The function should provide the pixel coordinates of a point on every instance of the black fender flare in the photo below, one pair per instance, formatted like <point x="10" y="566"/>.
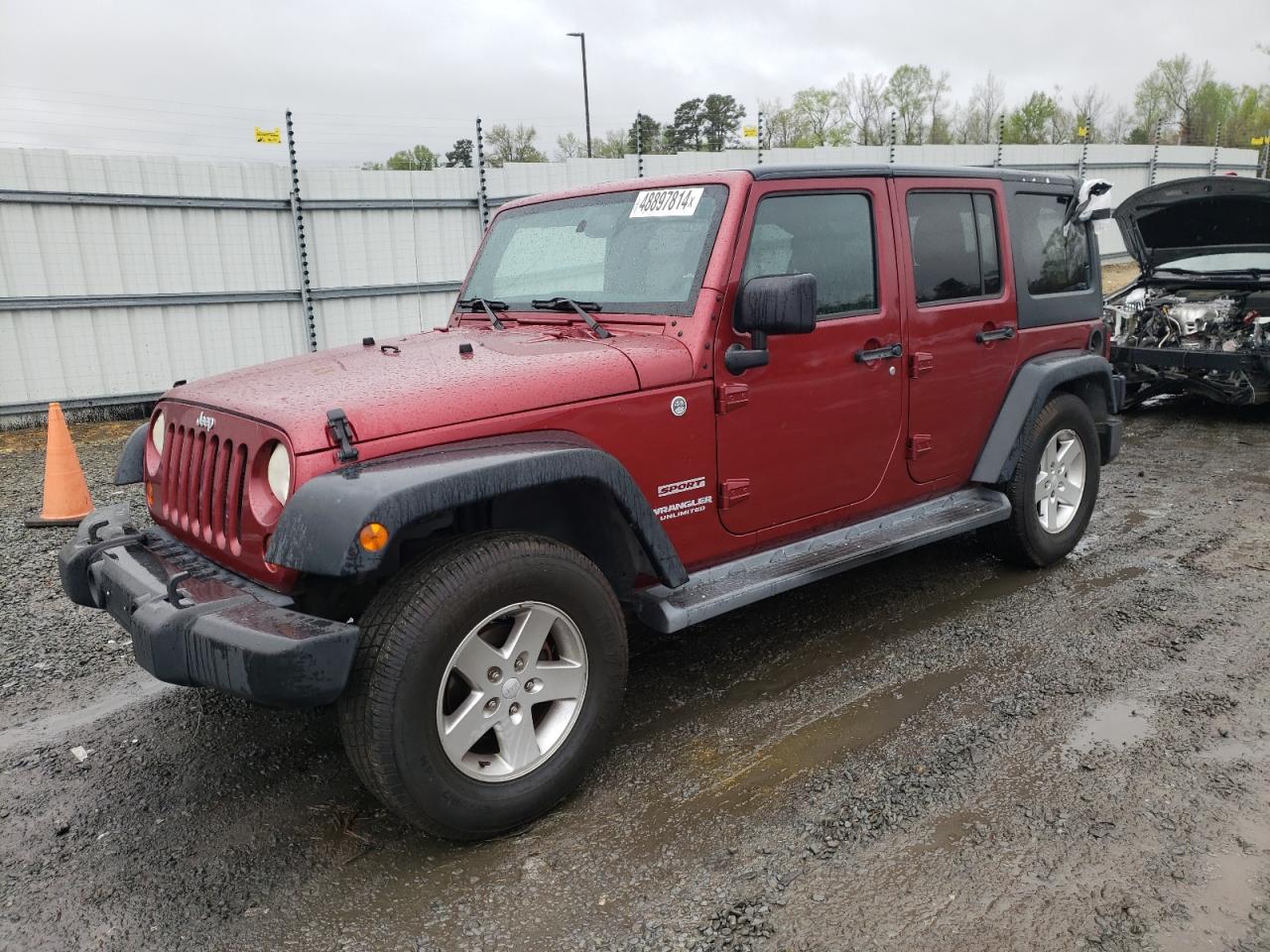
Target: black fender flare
<point x="318" y="530"/>
<point x="1034" y="382"/>
<point x="132" y="461"/>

-------

• _Your instructions_: Write out every row above again, requests included, shifting each answer point by adding 88 to both its x and y coordinates while keeping the numbers in the requests and their format samples unchanged. Leave the pictures out.

• _Written solution_:
The function should provide the pixel coordinates of a point on every instance of the black fender flare in the photo below, one pair per instance, formatted like <point x="10" y="566"/>.
Target: black fender flare
<point x="406" y="618"/>
<point x="1122" y="470"/>
<point x="220" y="549"/>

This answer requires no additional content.